[Opening PAGE EXCERPT section]

Formula 1’s return to the Nurburgring promises to be a fittingly erratic affair. The modern circuit is, of course, no match for the legendary Nordschleife. But the Eifel region’s unpredictable weather and a good track layout with cambered corners always had the potential to mix things up. So the first grand prix there for seven years seems set to do the same again.
Temperatures of less than 10 degrees over the weekend will wreak havoc on tyre preparation and management. Intermittent rain will pose headaches over which tyres to be on and when. Steady rain will guarantee full wet sessions at some point, if not all weekend.
It will be cold and it will be rain. F1 has had cold races before. It’s had wet races before. I can’t quite remember a time when it had such a guaranteed cold, wet weekend. And that’s brilliant because it’s a recipe for an interesting grand prix.
We might have to be patient on Friday. Poor conditions – there’s been a steady drizzle all morning and low-lying mist as well – will probably mean reduced running. That’s bad news for Mick Schumacher and Callum Ilott as the two Formula 2 title contenders will have wanted things to be nice and simple for their respective FP1 debuts at Alfa Romeo and Haas.
But teams will probably not be able to back off in the wet as much as they might normally do on Friday. Preserving tyres is important but with seven years away there’s not the residual knowledge of the circuit to fall back on. And while Saturday’s forecast now looks better there’s still a risk of showers on Sunday. So getting some track time today, even if it’s wet, is probably more valuable than normal.
Even if Friday’s a washout, that still sets F1 up for a good weekend. F1 teams are so well prepared now that a good amount of practice running validates their massive simulation work away from the track, and qualifying and the race can be run almost robotically to the numbers. But take away their track time and things become less predictable. Less predictable = more variable. That’s the enemy of F1 teams but it’s perfect for those of us watching.

[Closing PAGE EXCERPT section]
[Opening DATA EXTRACT section]

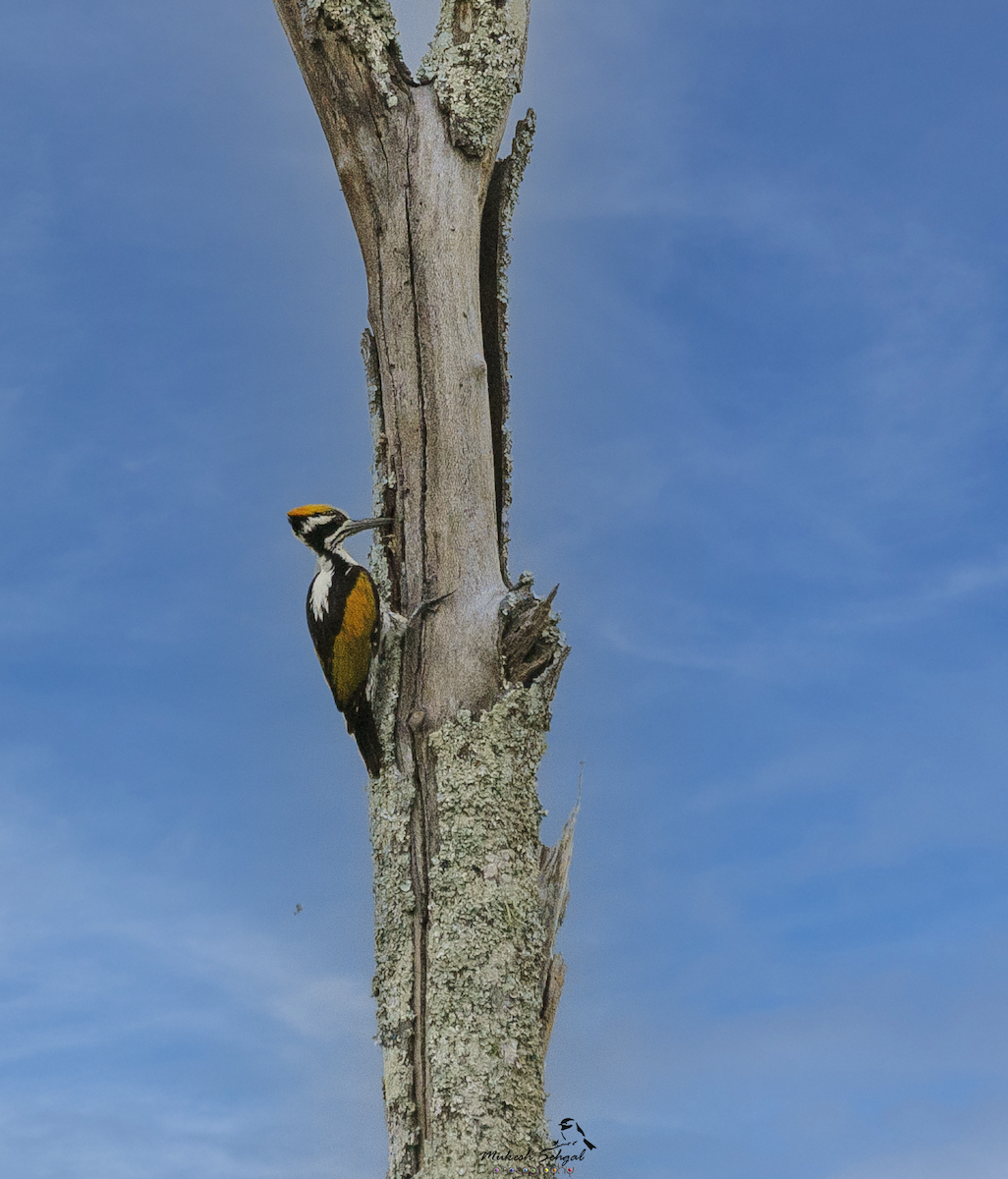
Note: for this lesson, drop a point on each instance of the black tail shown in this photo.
(363, 728)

[Closing DATA EXTRACT section]

» PROBLEMS TO SOLVE
A. Write out the part of the Nurburgring preview that begins at the words "Temperatures of less" and stops after "not all weekend.".
B. According to the Nurburgring preview, which two Formula 2 title contenders were making FP1 debuts, and with which teams?
C. Name every day of the week that the Nurburgring preview mentions.
These lines have no connection to the Nurburgring preview.

» RESULTS IN ORDER
A.
Temperatures of less than 10 degrees over the weekend will wreak havoc on tyre preparation and management. Intermittent rain will pose headaches over which tyres to be on and when. Steady rain will guarantee full wet sessions at some point, if not all weekend.

B. Mick Schumacher with Alfa Romeo and Callum Ilott with Haas.

C. Friday, Saturday, Sunday